== Stated goal ==
Rewrite the records below from the start through the line containing "x=116 y=189", inclusive, keeping the requests and raising every x and y coordinate in the answers by 39.

— Start of Source records —

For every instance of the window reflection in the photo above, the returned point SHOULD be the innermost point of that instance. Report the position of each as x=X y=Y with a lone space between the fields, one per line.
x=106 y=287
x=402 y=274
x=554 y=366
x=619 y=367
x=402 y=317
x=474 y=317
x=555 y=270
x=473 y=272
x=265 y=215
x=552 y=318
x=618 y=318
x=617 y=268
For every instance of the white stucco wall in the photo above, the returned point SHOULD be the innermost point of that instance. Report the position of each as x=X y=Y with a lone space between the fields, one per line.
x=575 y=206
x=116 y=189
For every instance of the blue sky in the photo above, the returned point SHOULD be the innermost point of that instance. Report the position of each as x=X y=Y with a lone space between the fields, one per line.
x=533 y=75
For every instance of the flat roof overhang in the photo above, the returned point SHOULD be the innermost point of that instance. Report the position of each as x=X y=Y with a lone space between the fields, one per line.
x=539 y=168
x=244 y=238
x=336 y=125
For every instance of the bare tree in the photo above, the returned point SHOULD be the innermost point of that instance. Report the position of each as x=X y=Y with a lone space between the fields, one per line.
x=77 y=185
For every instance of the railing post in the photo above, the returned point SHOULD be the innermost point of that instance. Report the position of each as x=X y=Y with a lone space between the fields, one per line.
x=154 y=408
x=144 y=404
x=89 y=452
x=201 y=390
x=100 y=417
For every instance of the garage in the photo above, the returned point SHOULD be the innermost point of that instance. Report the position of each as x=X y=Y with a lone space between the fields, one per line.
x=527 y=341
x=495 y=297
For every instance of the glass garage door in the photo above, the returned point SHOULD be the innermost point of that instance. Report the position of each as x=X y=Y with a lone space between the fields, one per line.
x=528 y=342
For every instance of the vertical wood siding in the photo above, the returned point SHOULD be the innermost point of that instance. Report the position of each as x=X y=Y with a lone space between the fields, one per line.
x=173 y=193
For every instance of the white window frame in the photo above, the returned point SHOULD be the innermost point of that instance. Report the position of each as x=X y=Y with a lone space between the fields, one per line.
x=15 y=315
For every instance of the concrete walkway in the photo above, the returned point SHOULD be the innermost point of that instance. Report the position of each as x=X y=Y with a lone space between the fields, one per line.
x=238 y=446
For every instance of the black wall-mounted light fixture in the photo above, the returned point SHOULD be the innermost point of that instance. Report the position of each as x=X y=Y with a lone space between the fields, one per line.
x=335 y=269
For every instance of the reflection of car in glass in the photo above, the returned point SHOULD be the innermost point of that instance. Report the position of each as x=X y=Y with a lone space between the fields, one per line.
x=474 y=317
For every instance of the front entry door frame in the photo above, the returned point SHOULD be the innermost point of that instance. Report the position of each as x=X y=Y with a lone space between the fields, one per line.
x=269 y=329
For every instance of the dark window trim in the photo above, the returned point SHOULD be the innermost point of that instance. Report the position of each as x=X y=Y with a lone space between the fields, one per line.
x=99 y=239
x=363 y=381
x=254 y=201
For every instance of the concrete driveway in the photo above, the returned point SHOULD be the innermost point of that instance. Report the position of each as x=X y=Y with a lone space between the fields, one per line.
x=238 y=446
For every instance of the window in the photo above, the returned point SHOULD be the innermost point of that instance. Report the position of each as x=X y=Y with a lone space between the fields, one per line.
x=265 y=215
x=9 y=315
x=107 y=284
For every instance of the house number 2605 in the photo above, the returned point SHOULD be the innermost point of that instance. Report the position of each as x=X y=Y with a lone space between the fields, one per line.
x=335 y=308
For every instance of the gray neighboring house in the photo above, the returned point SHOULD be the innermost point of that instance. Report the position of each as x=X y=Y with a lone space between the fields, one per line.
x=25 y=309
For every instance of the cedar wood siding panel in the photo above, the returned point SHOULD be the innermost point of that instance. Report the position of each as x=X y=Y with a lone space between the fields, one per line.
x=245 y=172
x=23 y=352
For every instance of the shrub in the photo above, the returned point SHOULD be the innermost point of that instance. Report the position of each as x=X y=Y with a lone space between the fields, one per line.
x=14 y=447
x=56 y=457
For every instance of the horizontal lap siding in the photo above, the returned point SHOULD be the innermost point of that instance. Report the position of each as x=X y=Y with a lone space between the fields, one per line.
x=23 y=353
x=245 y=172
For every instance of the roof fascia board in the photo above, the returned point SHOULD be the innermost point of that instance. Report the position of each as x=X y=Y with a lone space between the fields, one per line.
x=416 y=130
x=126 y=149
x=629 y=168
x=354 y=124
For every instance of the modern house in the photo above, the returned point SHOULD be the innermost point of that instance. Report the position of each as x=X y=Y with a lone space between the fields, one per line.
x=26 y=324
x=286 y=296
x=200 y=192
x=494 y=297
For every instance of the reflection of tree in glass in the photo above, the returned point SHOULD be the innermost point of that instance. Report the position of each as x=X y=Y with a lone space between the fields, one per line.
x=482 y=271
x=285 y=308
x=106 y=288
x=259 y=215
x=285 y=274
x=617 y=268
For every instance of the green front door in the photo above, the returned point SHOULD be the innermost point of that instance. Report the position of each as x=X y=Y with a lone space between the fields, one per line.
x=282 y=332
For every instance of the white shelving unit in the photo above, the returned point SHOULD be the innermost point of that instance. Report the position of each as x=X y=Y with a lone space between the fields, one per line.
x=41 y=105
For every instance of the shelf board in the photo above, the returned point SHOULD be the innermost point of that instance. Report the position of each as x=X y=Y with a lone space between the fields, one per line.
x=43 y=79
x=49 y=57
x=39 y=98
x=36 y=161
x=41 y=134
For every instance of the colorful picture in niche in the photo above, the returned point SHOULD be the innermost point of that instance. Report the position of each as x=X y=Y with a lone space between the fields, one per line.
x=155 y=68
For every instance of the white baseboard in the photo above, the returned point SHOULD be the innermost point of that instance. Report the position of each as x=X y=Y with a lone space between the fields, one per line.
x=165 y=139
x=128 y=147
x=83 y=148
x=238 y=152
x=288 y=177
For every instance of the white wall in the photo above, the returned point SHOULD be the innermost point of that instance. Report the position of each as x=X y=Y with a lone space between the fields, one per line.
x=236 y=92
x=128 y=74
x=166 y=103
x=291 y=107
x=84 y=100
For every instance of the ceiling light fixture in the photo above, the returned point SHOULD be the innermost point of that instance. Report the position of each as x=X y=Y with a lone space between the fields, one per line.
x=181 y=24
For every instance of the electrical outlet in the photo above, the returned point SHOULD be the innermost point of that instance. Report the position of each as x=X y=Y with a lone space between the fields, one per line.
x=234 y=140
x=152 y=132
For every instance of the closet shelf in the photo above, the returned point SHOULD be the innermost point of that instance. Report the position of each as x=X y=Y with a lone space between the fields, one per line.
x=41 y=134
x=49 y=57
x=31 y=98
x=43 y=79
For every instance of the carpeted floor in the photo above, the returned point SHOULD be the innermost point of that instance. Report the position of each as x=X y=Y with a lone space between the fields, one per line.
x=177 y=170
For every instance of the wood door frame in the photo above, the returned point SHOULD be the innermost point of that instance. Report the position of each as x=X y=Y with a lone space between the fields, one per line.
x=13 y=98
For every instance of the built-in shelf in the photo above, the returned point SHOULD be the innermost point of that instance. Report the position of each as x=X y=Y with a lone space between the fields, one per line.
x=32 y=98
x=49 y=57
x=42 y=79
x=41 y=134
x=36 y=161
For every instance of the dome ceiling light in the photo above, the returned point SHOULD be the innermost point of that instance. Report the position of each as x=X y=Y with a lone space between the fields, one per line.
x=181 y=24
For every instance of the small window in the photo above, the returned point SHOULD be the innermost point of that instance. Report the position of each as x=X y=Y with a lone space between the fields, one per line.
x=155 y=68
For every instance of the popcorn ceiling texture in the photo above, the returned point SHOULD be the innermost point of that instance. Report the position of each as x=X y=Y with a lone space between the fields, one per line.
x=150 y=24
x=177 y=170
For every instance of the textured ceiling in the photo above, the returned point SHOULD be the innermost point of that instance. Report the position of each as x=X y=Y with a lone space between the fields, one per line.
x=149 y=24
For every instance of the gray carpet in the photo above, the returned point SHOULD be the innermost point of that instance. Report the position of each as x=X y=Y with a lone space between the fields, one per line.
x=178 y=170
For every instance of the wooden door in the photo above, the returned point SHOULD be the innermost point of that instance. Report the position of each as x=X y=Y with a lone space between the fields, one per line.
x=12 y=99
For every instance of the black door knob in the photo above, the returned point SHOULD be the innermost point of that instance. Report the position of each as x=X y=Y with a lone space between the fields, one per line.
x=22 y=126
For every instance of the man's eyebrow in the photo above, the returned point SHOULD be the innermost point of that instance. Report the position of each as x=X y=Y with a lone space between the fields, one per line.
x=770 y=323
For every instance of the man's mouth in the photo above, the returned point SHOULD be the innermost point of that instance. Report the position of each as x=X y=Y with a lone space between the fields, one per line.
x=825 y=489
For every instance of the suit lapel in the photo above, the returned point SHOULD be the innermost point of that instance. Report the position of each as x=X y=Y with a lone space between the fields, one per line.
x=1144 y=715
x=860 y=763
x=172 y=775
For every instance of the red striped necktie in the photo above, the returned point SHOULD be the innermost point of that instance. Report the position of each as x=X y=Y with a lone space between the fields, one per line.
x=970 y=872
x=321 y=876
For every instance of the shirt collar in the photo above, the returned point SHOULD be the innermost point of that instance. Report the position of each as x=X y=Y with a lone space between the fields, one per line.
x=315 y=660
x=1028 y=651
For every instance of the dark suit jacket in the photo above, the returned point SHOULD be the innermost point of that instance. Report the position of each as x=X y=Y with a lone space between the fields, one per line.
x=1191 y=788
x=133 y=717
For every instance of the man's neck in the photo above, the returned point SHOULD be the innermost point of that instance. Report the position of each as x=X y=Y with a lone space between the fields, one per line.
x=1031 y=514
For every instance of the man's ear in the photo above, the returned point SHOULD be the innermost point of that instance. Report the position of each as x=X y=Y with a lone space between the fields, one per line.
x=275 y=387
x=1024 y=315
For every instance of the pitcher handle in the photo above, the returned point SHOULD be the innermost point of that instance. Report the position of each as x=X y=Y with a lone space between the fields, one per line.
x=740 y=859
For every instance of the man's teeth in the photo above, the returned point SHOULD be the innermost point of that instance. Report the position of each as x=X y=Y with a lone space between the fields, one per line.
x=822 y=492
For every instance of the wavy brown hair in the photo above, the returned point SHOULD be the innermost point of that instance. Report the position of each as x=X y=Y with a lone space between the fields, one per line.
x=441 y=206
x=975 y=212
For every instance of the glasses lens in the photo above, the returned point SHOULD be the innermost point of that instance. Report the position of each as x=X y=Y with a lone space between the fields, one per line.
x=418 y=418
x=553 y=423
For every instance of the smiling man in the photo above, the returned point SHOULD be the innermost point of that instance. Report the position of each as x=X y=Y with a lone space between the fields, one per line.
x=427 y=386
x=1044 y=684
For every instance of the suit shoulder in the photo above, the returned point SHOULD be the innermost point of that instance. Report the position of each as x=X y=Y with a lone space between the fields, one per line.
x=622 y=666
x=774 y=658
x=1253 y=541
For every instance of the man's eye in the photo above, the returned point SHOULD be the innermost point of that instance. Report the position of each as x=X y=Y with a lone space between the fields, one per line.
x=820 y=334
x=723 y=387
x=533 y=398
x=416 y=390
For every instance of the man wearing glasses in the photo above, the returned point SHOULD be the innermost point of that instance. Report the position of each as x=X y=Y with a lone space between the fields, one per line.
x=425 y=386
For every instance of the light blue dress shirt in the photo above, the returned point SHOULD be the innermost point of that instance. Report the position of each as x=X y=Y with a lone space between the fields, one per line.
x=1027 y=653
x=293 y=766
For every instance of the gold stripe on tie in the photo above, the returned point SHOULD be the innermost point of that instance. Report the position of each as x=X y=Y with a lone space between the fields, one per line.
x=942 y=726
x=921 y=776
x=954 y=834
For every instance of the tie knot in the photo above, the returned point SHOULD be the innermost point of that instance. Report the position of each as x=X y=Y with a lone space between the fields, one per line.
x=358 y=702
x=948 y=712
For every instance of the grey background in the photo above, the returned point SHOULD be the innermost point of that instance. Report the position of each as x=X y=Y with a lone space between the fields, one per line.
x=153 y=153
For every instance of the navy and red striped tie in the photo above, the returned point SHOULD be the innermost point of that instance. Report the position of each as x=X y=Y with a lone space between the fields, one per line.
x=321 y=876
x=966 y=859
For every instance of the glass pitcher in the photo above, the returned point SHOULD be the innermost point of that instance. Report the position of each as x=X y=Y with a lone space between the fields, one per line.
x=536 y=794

— End of Source records —

== Exercise answer ==
For every instance of the window reflection in the photo above, the returned point SHOULD be the innermost point of that instance. Report the position of each as x=X y=Y with a lone space between the fields, one per line.
x=145 y=326
x=441 y=313
x=593 y=405
x=658 y=406
x=441 y=356
x=513 y=356
x=594 y=309
x=512 y=311
x=304 y=254
x=591 y=357
x=657 y=357
x=656 y=307
For every instance of the white stucco wall in the photo above, the returned point SHOULD be the innermost point of that instance. Report the position of each as x=X y=Y with a lone space between the fields, one per line.
x=614 y=245
x=155 y=228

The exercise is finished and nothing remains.